*INSTRUCTIONS TO FOLLOW*.
Pick out every line in the material below that contains the word "wall" and copy each one.

::::

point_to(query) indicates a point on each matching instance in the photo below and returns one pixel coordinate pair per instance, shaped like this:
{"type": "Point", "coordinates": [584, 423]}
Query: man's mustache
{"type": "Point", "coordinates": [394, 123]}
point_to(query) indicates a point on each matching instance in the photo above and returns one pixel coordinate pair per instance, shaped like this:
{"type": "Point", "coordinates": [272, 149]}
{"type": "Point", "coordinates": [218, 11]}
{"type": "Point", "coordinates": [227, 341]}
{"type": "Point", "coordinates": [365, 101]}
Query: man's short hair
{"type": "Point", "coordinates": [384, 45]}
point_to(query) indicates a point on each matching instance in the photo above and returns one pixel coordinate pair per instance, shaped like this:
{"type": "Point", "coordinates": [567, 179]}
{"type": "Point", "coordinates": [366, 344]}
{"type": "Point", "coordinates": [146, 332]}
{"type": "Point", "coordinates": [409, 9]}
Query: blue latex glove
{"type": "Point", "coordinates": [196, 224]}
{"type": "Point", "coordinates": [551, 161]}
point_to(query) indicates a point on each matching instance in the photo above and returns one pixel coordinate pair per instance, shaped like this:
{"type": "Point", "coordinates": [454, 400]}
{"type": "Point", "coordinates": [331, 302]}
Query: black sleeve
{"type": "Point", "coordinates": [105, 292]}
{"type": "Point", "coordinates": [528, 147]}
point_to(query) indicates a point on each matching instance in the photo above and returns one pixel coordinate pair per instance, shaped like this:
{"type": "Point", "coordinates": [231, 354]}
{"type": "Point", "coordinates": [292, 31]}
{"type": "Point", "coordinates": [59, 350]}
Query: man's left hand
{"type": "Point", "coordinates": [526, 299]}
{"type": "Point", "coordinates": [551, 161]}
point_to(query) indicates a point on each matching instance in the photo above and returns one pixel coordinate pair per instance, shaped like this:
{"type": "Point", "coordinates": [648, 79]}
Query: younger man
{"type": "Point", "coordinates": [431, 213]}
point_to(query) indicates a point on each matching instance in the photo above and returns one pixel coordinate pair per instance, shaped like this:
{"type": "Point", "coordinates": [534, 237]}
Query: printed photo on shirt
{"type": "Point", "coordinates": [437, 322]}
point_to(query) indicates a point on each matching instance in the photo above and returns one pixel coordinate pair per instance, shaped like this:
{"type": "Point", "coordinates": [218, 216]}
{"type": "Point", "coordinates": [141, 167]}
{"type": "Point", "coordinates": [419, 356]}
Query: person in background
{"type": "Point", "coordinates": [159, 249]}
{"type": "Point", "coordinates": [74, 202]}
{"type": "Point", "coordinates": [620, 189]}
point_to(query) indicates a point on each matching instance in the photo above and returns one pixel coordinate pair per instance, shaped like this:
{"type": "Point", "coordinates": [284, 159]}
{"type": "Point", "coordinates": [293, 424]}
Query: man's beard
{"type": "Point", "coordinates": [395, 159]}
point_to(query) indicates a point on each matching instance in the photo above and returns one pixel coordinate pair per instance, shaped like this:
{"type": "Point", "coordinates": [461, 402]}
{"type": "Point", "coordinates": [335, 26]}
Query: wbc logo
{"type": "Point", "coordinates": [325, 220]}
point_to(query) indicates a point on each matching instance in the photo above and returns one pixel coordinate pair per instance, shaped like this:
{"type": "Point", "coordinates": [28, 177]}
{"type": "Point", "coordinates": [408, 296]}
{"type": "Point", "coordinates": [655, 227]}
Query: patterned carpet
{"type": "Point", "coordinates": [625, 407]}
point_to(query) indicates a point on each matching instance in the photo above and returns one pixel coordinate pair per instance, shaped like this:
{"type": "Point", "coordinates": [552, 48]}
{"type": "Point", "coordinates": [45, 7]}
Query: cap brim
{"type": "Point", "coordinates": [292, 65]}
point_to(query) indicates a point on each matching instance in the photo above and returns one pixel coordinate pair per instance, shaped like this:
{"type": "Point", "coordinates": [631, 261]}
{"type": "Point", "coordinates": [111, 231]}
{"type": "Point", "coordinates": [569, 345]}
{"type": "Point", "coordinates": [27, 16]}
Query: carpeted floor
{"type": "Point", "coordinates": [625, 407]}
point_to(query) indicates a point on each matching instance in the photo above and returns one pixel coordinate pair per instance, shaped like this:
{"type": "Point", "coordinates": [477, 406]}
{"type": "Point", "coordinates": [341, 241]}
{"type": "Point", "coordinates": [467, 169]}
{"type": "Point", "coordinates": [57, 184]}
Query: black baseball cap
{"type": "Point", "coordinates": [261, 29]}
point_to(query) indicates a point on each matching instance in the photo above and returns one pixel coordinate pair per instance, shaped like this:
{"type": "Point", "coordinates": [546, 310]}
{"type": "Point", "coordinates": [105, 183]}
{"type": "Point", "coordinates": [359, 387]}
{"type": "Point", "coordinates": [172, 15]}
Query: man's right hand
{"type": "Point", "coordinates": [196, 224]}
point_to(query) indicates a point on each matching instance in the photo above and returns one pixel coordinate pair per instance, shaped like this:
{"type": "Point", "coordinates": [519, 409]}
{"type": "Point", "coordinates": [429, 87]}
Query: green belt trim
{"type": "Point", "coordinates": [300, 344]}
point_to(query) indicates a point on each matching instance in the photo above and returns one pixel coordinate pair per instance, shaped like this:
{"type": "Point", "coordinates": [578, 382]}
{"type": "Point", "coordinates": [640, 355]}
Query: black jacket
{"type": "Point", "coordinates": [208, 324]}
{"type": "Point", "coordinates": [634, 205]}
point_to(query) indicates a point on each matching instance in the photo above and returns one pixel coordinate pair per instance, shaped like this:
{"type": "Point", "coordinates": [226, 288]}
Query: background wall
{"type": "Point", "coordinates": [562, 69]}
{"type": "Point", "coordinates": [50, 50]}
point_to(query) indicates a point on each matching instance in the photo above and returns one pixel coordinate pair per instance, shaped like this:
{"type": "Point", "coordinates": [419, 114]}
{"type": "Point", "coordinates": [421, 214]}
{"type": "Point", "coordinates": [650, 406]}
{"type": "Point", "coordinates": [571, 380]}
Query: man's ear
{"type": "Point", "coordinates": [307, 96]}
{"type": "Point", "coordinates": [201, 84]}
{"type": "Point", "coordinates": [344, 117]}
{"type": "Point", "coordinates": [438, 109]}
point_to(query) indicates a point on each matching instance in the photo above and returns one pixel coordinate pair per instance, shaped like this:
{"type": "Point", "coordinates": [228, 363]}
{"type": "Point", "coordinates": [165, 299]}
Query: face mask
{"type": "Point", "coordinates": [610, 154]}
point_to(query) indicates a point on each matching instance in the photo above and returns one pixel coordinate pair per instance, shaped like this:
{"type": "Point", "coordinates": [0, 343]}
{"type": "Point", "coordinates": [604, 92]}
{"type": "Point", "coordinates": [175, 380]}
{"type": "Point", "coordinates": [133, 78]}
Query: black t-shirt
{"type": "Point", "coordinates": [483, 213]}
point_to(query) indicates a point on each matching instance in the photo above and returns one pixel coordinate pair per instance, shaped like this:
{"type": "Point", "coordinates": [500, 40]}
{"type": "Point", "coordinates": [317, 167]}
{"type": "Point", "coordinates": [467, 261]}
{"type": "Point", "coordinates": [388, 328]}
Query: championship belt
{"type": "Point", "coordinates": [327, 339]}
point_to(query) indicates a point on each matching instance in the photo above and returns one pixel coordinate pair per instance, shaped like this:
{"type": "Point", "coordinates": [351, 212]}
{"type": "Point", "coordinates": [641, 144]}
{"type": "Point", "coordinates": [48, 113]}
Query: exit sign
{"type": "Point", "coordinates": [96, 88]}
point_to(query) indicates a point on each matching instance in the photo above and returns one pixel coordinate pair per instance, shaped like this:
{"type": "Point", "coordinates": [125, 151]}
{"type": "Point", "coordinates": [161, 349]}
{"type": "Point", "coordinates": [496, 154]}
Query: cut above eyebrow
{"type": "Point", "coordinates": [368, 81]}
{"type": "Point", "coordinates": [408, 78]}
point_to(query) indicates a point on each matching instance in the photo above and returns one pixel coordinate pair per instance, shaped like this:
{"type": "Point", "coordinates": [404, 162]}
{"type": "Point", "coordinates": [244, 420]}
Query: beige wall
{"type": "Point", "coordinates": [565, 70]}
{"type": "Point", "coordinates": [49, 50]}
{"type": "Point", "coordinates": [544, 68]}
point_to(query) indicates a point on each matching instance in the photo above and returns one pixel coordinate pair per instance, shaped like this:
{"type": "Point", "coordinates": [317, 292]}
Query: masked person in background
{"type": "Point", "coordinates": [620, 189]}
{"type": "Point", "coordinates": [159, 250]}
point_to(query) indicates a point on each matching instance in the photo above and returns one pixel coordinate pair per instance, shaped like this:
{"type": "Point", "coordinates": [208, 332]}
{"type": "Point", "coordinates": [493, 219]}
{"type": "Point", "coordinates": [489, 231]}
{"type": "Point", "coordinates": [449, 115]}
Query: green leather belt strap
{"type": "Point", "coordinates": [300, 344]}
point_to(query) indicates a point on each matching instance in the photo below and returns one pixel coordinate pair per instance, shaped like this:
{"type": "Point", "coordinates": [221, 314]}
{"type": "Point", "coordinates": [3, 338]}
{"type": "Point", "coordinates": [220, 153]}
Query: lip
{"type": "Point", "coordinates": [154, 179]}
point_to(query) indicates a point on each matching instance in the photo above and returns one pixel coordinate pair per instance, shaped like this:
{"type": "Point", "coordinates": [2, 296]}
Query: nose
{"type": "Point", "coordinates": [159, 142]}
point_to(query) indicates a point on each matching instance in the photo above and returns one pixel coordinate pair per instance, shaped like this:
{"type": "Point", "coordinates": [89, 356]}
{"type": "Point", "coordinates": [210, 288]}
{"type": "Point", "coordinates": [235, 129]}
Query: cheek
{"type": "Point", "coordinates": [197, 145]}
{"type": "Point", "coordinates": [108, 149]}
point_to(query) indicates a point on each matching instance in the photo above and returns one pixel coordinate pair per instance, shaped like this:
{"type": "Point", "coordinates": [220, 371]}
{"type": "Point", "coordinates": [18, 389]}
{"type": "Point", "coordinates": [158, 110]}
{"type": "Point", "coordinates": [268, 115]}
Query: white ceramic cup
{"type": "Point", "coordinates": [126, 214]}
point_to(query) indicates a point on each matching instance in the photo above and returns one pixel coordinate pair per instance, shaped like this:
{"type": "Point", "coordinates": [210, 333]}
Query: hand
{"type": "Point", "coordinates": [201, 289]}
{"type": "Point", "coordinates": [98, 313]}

::::

*ANSWER BELOW*.
Query: background wall
Query: beige wall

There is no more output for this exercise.